> Problem description
Start to finish, repeat the records exactly.
::: Dataset
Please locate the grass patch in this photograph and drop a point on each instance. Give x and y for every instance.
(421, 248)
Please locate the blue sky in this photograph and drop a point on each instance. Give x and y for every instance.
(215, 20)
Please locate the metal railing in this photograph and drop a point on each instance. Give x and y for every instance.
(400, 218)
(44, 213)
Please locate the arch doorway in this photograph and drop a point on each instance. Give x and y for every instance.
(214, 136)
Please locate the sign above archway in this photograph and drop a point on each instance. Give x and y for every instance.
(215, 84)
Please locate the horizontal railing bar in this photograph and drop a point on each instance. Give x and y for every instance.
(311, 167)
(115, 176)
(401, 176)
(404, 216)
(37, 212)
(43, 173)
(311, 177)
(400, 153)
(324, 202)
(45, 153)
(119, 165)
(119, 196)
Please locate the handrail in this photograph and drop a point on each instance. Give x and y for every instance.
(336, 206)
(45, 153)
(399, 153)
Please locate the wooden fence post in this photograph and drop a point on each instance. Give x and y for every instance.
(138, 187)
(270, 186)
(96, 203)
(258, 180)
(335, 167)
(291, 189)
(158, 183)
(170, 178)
::::::
> Solved problem
Please locate the grass patch in this photograph and drop a point on each instance. Give x and y for every instance.
(421, 248)
Please locate the blue sky in this photograph and drop a point on each instance. Give x and y for every instance.
(215, 20)
Please locate the metal railing in this photograph and drop a point on each instance. Give x and y for every instance.
(400, 218)
(44, 213)
Please locate the arch doorway in this photograph and drop a point on each instance. Give x and y for every instance.
(214, 136)
Please locate the sign above archway in this photograph and drop a point on each instance. Give x and y for every instance.
(215, 84)
Please locate the horizontal railing bar in this photograph and drop a point on each instance. Give x and y for every instance.
(311, 167)
(115, 176)
(401, 176)
(404, 216)
(37, 212)
(43, 173)
(311, 177)
(400, 153)
(324, 202)
(45, 153)
(119, 165)
(119, 196)
Please locate the handrail in this photograph and drop a point on each instance. Give x and y for every instance.
(336, 206)
(45, 153)
(399, 153)
Please locate the wooden fence post in this photograph and drop a point on each instance. Give x and y for every instance.
(138, 187)
(270, 186)
(96, 203)
(258, 180)
(335, 167)
(291, 189)
(158, 183)
(170, 178)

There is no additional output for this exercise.